*Your goal*: Copy the listing below line for line, without changing anything.

Records from a data collection:
• • •
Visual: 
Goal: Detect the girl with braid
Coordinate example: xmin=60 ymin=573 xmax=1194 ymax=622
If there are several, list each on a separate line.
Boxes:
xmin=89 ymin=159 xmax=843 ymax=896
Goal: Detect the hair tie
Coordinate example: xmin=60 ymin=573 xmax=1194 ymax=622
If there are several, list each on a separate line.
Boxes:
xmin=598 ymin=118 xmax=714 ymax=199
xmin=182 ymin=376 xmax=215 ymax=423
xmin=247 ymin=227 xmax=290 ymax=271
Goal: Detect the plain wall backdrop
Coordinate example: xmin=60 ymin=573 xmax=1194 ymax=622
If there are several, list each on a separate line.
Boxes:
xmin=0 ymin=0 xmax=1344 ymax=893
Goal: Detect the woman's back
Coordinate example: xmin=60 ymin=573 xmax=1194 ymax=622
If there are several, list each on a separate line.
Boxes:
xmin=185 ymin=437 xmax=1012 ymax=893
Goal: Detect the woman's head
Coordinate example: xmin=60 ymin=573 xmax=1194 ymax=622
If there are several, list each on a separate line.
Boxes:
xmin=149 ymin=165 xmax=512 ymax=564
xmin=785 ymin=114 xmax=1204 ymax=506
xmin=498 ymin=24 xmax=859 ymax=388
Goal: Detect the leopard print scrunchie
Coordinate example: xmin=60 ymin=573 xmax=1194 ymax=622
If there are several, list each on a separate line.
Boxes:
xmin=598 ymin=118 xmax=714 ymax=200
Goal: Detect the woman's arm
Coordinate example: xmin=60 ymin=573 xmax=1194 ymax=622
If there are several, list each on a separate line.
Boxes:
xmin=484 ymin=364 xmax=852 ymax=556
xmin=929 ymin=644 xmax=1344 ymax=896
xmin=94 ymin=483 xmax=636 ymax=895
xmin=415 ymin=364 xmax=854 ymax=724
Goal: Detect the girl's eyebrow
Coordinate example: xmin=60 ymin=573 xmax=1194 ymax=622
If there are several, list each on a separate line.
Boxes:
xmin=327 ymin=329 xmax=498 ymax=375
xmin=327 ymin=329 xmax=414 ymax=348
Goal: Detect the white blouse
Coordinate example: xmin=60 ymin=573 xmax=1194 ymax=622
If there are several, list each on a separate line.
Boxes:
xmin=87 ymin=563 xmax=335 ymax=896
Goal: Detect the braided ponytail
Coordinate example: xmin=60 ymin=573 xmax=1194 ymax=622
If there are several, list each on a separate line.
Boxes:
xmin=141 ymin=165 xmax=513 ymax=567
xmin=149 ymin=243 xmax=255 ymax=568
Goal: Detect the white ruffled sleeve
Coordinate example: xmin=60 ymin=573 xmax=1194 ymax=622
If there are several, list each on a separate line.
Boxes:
• • •
*Solution*:
Visual: 
Goal: Detect the girl with braid
Coordinate example: xmin=60 ymin=573 xmax=1194 ymax=622
If there are several, list each on a separate line.
Boxes:
xmin=89 ymin=159 xmax=843 ymax=896
Goal: Detect the hair tie
Coordinate example: xmin=60 ymin=573 xmax=1194 ymax=622
If there are several, list each on a separate line.
Boxes:
xmin=598 ymin=118 xmax=714 ymax=199
xmin=182 ymin=376 xmax=215 ymax=423
xmin=247 ymin=227 xmax=290 ymax=271
Goal: Detect the plain wall backdrop
Coordinate example: xmin=60 ymin=573 xmax=1194 ymax=622
If there are several, list each on a separate line.
Boxes:
xmin=0 ymin=0 xmax=1344 ymax=893
Goal: Detect the woman's back
Coordinate example: xmin=60 ymin=573 xmax=1194 ymax=622
If there are several, list each on a separate line.
Boxes:
xmin=185 ymin=437 xmax=1012 ymax=893
Goal: Detect the woman's head
Coordinate example: xmin=60 ymin=573 xmax=1194 ymax=622
If there are several, list each on a separate line.
Boxes:
xmin=149 ymin=165 xmax=512 ymax=564
xmin=785 ymin=114 xmax=1204 ymax=506
xmin=498 ymin=24 xmax=859 ymax=388
Goal: Detect the leopard print scrunchie
Coordinate example: xmin=60 ymin=573 xmax=1194 ymax=622
If there are several, list each on a separate line.
Boxes:
xmin=598 ymin=118 xmax=714 ymax=200
Goal: Detect the woman's arm
Coordinate example: xmin=60 ymin=573 xmax=1194 ymax=622
If there are several, list each on a separate line.
Boxes:
xmin=484 ymin=364 xmax=852 ymax=556
xmin=929 ymin=644 xmax=1344 ymax=896
xmin=94 ymin=483 xmax=636 ymax=895
xmin=415 ymin=364 xmax=854 ymax=724
Goal: Detect the girl's eyebrow
Coordinate example: xmin=60 ymin=573 xmax=1194 ymax=622
If there are several, list each on a separate line.
Boxes:
xmin=327 ymin=329 xmax=498 ymax=375
xmin=327 ymin=329 xmax=414 ymax=348
Goal: Detect the white blouse
Coordinate example: xmin=60 ymin=573 xmax=1194 ymax=622
If there are several, list each on a separate line.
Boxes:
xmin=87 ymin=563 xmax=335 ymax=896
Goal: Detect the braided ponytail
Coordinate example: xmin=60 ymin=573 xmax=1194 ymax=622
If there are several, list each on a separate line.
Boxes:
xmin=141 ymin=165 xmax=513 ymax=567
xmin=149 ymin=243 xmax=255 ymax=568
Goal: Detect the white ruffled sleeve
Coordinate example: xmin=60 ymin=573 xmax=1194 ymax=622
If there are several, list each on a separate line.
Boxes:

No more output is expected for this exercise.